§ **REQUIRED TASK**
Render the listing below as a numbered list, one entry per line, and leave out any blank lines.

** begin SUPPLIED RECORDS **

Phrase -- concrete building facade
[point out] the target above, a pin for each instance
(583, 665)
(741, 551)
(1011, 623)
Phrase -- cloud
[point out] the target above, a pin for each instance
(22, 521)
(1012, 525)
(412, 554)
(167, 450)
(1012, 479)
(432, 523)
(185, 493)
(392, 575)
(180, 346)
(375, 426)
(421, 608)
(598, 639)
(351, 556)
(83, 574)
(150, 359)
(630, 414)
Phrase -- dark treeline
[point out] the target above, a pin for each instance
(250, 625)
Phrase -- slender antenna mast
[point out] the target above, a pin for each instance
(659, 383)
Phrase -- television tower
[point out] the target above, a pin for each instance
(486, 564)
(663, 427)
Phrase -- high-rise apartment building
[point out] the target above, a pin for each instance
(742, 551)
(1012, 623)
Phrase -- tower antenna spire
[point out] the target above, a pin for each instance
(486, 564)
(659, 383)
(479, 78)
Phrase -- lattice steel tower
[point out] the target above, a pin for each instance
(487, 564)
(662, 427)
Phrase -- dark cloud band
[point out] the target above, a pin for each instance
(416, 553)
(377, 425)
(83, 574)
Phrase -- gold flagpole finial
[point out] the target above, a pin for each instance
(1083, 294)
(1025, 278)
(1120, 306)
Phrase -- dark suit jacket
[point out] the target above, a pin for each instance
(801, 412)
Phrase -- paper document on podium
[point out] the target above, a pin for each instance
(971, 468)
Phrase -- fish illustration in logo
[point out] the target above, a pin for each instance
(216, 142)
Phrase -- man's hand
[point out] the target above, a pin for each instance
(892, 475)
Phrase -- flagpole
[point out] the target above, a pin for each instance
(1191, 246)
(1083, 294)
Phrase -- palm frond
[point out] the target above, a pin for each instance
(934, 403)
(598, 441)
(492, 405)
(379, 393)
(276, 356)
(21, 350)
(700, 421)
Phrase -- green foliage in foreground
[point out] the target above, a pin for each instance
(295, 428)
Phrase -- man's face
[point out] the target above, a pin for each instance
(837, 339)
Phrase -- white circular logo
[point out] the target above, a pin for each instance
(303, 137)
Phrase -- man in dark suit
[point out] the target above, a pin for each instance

** end SUPPLIED RECORDS **

§ **TASK RESPONSE**
1. Phrase -- concrete building facade
2. [point out] the target above, a pin for each instance
3. (583, 665)
4. (741, 551)
5. (1011, 623)
6. Phrase -- cloud
7. [point out] the target above, a pin for each instance
8. (22, 521)
9. (1012, 525)
10. (412, 554)
11. (167, 450)
12. (1012, 479)
13. (432, 523)
14. (185, 493)
15. (392, 575)
16. (180, 346)
17. (375, 426)
18. (421, 608)
19. (598, 639)
20. (351, 556)
21. (83, 574)
22. (150, 359)
23. (630, 414)
24. Phrase -- dark treeline
25. [point out] the target above, a pin for each instance
26. (250, 625)
27. Phrase -- slender antenna mast
28. [point out] the target above, a pin for each instance
29. (659, 383)
30. Phrase -- television tower
31. [point out] the target above, a pin for each instance
32. (486, 564)
33. (663, 427)
34. Phrase -- high-rise apartment building
35. [point out] the target above, a pin for each instance
36. (742, 551)
37. (1012, 623)
38. Phrase -- tower antenna spire
39. [point out] the target above, a pin for each instance
40. (486, 564)
41. (659, 383)
42. (479, 78)
43. Phrase -- lattice steel tower
44. [point out] the target above, a pin for each instance
45. (487, 564)
46. (662, 427)
47. Phrase -- dark cloud band
48. [point out] the target above, a pin for each instance
49. (416, 553)
50. (377, 425)
51. (83, 574)
52. Phrase -- gold flagpole finial
53. [point out] the target above, a pin for each instance
54. (1083, 294)
55. (1025, 278)
56. (1120, 306)
57. Phrase -- dark suit jacket
58. [point out] the target above, a pin for each instance
59. (801, 412)
60. Phrase -- paper document on podium
61. [point out] the target above, a pin for each instance
62. (971, 468)
63. Phrase -- fish illustration in logo
64. [point out] the target above, a pin for each instance
65. (216, 142)
66. Phrase -- man's hand
67. [point out] the target above, a pin for each instance
68. (892, 475)
69. Phrase -- flagpole
70. [point out] the target above, a pin for each instance
71. (1191, 246)
72. (1083, 294)
73. Phrase -- palm frond
74. [point out] the target above, a pin for each instance
75. (934, 403)
76. (598, 441)
77. (492, 405)
78. (379, 393)
79. (276, 356)
80. (21, 350)
81. (700, 421)
82. Phrase -- green foliage in foreground
83. [point out] the target above, a pin for each instance
84. (295, 428)
85. Phrase -- man's face
86. [point out] the target above, a pin for each instance
87. (837, 339)
88. Phrase -- white circular logo
89. [point out] the target above, a pin for each instance
90. (303, 137)
91. Phrase -- man in dark suit
92. [point out] the target above, a pin for each instance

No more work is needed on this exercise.